Document extract:

────────────────────────────────────────

This means a lookup and check after the record insertion is computed, if a record is to be inserted, but the btree will already be in memory and will have already traversed to the last entry, so this will consume CPU only, and very little at that.

create table data
(
    key    text primary key,
    data   integer not null
)
without rowid;

create trigger data_prohibit_oo_inserts before insert on data
  when julianday(new.key) <= (select julianday(max(key)) from data)
begin
    select raise(ABORT, 'Out of order insert');
end;


-- insert into data select ?, ? as value where value != (select value from (select max(key), value from data));

insert into data select '10:32', 12 as value where value IS NOT (select data from (select max(key), data from data));
insert into data select '10:35', 15 as value where value IS NOT (select data from (select max(key), data from data));
insert into data select '10:37', 15 as value where value IS NOT (select data from (select max(key), data from data));
insert into data select '10:39', 13 as value where value IS NOT (select data from (select max(key), data from data));
insert into data select '10:43', 13 as value where value IS NOT (select data from (select max(key), data from data));
insert into data select '10:46', 18 as value where value IS NOT (select data from (select max(key), data from data));

select * from data;
10:32|12
10:35|15
10:39|13
10:46|18

insert into data select '10:32', 12 as value where value IS NOT (select data from (select max(key), data from data));
Error: near line 27: Out of order insert
insert into data select '10:35', 15 as value where value IS NOT (select data from (select max(key), data from data));
Error: near line 28: Out of order insert
insert into data select '10:37', 15 as value where value IS NOT (select data from (select max(key), data from data));
Error: near line 29: Out of order insert
insert into data select '10:39', 13 as value where value IS NOT (select data from (select max(key), data from data));
Error: near line 30: Out of order insert
insert into data select '10:43', 13 as value where value IS NOT (select data from (select max(key), data from data));
Error: near line 31: Out of order insert
insert into data select '10:46', 18 as value where value IS NOT (select data from (select max(key), data from data));

select * from data;
10:32|12
10:35|15
10:39|13
10:46|18

You could also change the insert like this:

insert into data
     select ? as key, ? as value
      where value IS NOT (select data from (select max(key), data from data))

────────────────────────────────────────

Work to do:
1. Repeat the part of the SQLite trigger discussion from "This means a" down to "julianday(max(key)) from data)", copying every character as it appears.
2. Pick up the SQLite trigger discussion after its last line and keep writing it.
The listing that comes next is separate material and has no connection to the SQLite trigger discussion.

Recorded information:
────────────────────────────────────────

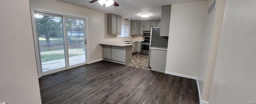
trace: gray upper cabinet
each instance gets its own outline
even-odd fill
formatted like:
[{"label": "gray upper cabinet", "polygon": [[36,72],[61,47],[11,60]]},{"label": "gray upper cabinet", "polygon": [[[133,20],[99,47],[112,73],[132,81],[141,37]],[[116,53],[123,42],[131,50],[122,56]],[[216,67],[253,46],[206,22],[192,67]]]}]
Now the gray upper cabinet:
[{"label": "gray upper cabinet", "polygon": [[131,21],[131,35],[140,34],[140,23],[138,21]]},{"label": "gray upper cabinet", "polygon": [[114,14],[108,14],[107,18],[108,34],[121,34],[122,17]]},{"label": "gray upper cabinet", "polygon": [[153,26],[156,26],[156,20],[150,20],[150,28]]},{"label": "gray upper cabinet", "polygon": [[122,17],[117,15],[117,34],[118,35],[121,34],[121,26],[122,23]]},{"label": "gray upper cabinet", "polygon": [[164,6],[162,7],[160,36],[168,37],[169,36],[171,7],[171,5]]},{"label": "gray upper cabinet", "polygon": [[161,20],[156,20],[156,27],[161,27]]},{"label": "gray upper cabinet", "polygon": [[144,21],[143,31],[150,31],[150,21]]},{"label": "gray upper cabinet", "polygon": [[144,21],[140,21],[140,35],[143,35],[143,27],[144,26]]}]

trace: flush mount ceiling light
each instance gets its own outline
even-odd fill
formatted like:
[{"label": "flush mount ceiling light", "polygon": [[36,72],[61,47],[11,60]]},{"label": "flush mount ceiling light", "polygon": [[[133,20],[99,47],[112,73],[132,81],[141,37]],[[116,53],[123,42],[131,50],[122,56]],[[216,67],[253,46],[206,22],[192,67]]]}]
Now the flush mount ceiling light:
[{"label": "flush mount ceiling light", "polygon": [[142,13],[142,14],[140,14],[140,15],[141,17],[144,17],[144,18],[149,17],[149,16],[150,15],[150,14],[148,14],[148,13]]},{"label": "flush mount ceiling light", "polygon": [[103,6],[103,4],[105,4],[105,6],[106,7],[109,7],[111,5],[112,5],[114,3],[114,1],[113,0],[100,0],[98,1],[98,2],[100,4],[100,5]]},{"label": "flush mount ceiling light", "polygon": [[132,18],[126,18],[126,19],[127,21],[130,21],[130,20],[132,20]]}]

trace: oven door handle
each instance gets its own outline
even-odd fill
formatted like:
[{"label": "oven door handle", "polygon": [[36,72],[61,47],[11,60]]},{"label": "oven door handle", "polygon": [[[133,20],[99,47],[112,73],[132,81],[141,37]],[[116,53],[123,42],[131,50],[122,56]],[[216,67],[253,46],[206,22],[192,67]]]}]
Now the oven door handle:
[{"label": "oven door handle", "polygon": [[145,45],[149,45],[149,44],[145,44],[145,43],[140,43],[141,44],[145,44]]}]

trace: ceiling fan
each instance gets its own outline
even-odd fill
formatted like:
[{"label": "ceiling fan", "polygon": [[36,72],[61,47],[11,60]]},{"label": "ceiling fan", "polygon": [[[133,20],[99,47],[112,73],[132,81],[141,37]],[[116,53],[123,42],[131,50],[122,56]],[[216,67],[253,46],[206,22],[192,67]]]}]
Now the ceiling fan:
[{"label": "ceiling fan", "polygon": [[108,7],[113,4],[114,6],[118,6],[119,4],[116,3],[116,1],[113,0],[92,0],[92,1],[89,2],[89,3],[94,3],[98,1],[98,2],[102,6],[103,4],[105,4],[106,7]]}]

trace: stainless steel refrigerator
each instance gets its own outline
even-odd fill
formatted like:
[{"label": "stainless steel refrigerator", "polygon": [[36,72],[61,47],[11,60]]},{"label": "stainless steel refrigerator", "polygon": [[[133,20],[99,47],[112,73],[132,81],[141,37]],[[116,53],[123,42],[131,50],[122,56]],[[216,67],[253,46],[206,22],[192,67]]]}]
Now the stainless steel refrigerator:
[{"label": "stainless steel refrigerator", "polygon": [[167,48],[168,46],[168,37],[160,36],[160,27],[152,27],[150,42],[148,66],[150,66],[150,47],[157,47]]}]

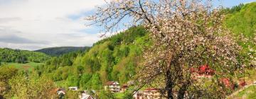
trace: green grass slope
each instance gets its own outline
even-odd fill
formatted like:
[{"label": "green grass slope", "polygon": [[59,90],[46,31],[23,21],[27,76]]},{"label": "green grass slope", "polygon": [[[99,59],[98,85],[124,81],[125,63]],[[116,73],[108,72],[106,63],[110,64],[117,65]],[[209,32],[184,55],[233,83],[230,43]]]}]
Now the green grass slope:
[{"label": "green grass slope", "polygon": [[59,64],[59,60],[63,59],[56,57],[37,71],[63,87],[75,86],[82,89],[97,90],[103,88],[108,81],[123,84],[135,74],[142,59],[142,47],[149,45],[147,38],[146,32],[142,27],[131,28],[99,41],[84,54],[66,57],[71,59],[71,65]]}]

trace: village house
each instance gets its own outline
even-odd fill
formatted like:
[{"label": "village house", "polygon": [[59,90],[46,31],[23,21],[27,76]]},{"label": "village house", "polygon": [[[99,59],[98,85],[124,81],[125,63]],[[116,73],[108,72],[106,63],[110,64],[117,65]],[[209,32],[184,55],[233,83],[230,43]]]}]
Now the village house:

────────────────────────────────────────

Answers below:
1.
This means a lookup and check after the record insertion is computed, if a record is to be inserted, but the btree will already be in memory and will have already traversed to the last entry, so this will consume CPU only, and very little at that.

create table data
(
    key    text primary key,
    data   integer not null
)
without rowid;

create trigger data_prohibit_oo_inserts before insert on data
  when julianday(new.key) <= (select julianday(max(key)) from data)

2.
        and (julianday(key) > coalesce((select julianday(max(key)) from data),-1));

but that would just silently ignore the error rather than raising an error.  (You need the coalesce because the "select julianday(max(key)) from data" could be null and it has to be non-null for the > expression to return a not null result (anything > null returns null which is FALSE in a where clause and NOT would not help since "NOT (anything > null)" is still null or false.  The trigger does not have this problem because a NULL result means the trigger does not fire.  Of course, changing the raise(ABORT ...) in the trigger to raise (IGNORE) achieves the same result.

create table data
(
    key    text primary key,
    data   integer not null
)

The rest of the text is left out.